** start DOCUMENT SECTION **

Interview with Kristin O'Donnell Tubb

I'm happy to offer an interview with the gracious Kristin O'Donnell Tubb, author of Selling Hope (Feiwel & Friends/Macmillan 2010), Autumn Winifred Oliver Does Things Different (Delacorte/Random House 2008) and the forthcoming The 13th Sign (Feiwel & Friends/Macmillan 2012).

**Joyce Lansky's recent review of Selling Hope for this site can be found here.**

What inspired you to write Selling Hope?
Selling Hope was one of those happy accidents that came out of researching another project.  I was writing a kid’s activity book about space for Dalmatian Press (called Space: An A+ Workbook), and Halley’s Comet was part of that research.  I discovered that Earth passed through the tail of the comet on May 18 & 19, 1910.  The world’s top scientists promised that no harm would result, but fear ran rampant, and people began prophesying the end of days. Others cashed in on that fear, selling everything from lead umbrellas to gas masks to comet pills.  When I read those words – comet pills – I knew it was a story I wanted to tell.

What sort of research did you do to help you write it?

** end DOCUMENT SECTION **
** start PROVIDED DATA **

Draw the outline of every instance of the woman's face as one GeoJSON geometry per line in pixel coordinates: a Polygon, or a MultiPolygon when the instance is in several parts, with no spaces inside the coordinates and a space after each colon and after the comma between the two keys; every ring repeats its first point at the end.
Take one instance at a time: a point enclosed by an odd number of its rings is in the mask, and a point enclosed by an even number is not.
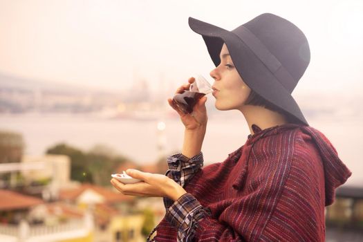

** end PROVIDED DATA **

## WRITTEN REQUEST 1
In the interview with Kristin O'Donnell Tubb, on what dates did Earth pass through the tail of Halley's Comet?
## WRITTEN REQUEST 2
Pick up the interview with Kristin O'Donnell Tubb right after its last line and keep writing from there.

## RESPONSE 1
May 18 and 19, 1910.

## RESPONSE 2
I researched books, magazines, newspapers, classified ads, advertisements, websites – anything about Chicago and vaudeville and Halley’s Comet circa 1910 that I could find, basically.  I also watched YouTube videos of Buster Keaton to get his movements and facial expressions down pat. (And yes, I consider myself very lucky to have a job in which watching YouTube constitutes “research.” :))  I keep my research in a Word document, but also print out a copy and cut and paste them (literally – with scissors and tape) to 3x5 notecards.  This helps me organize both the story outline and the items by topic.

What was the most difficult part of writing the book?
Making Hope McDaniels a likeable character was probably my biggest challenge. In the story, Hope makes some questionable choices (the girl is a con artist, after all!). It’s a balancing act, creating a character who is pulling off a hoax of that magnitude, but who also gains our sympathy.

What was your favorite part of the writing process?
Research is likely my favorite part of the writing process. We humans do so many heartbreaking, breathtaking things to and for each other. Those stories are out there, and uncovering them is a little akin to Indiana Jones unearthing his treasures! But here, I feel I should always add a caveat: the story is always the character’s journey first, so the history must be tied to that story arc, above all.  If that doesn’t happen, then you’re just tossing in bits of history to show you’ve done your research, which doesn’t make for very interesting reading. 

What were some of your favorite books as a child?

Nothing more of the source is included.